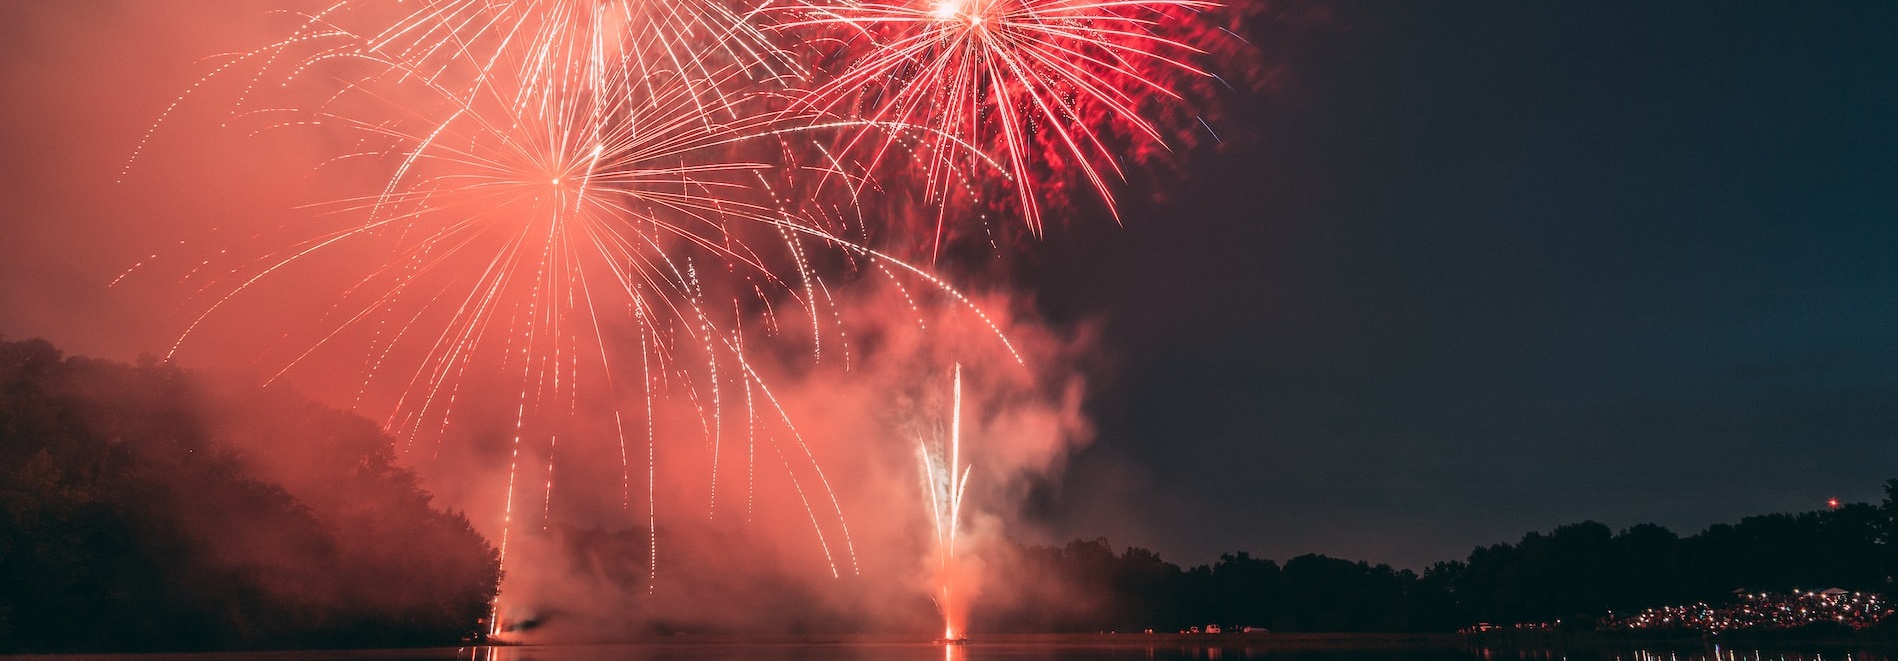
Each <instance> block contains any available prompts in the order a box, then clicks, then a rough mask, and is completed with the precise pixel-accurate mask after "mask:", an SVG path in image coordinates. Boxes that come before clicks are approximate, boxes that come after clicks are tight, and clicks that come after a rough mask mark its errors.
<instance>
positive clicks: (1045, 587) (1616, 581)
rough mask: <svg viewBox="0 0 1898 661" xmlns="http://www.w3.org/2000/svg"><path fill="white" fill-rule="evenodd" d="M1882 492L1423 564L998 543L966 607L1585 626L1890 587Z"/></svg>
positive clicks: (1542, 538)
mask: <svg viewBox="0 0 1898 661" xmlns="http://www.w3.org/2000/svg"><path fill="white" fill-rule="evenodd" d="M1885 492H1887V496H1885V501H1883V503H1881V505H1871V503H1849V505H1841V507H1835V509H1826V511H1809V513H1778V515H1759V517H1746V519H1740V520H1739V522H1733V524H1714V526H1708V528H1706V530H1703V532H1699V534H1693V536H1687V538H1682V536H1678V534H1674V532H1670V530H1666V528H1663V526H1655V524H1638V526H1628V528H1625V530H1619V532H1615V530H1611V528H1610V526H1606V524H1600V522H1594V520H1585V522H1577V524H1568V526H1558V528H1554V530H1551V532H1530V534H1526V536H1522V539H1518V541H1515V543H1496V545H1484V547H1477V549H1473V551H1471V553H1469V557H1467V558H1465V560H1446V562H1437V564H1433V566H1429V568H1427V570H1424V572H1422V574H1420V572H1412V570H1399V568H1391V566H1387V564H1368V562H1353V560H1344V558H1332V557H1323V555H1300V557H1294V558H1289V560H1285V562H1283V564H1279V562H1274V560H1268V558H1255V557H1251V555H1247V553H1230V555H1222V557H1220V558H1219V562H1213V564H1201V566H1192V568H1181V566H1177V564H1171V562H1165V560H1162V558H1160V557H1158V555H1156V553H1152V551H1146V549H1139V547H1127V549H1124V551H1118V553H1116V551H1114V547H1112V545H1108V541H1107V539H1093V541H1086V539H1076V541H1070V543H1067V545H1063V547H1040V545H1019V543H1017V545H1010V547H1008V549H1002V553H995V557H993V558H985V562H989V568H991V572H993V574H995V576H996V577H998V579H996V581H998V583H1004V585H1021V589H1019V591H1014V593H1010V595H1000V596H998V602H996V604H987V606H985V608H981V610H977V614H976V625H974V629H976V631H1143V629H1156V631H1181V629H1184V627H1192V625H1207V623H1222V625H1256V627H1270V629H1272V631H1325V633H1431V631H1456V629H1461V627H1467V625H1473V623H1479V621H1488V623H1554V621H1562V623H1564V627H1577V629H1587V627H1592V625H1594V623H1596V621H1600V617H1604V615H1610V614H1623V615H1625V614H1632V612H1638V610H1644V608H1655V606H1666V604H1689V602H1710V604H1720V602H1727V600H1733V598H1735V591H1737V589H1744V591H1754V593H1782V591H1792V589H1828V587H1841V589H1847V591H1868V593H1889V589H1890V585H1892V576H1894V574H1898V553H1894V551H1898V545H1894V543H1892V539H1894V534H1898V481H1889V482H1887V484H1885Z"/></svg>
--
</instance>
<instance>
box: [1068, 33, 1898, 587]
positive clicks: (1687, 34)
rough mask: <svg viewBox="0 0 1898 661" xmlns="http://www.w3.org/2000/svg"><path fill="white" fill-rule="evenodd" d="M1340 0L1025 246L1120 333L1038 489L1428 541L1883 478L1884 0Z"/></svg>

**Work instructions**
The answer should consist of every line above in which "instance" appears.

**Result**
Each <instance> block contains any available prompts in the order a box, then clicks, then a rough mask, and is completed with the precise pixel-accurate mask after "mask:", an SVG path in image coordinates. Boxes that come before clicks are approximate, boxes that come after clicks are tight, and clicks that come after a rough mask mark its errors.
<instance>
</instance>
<instance>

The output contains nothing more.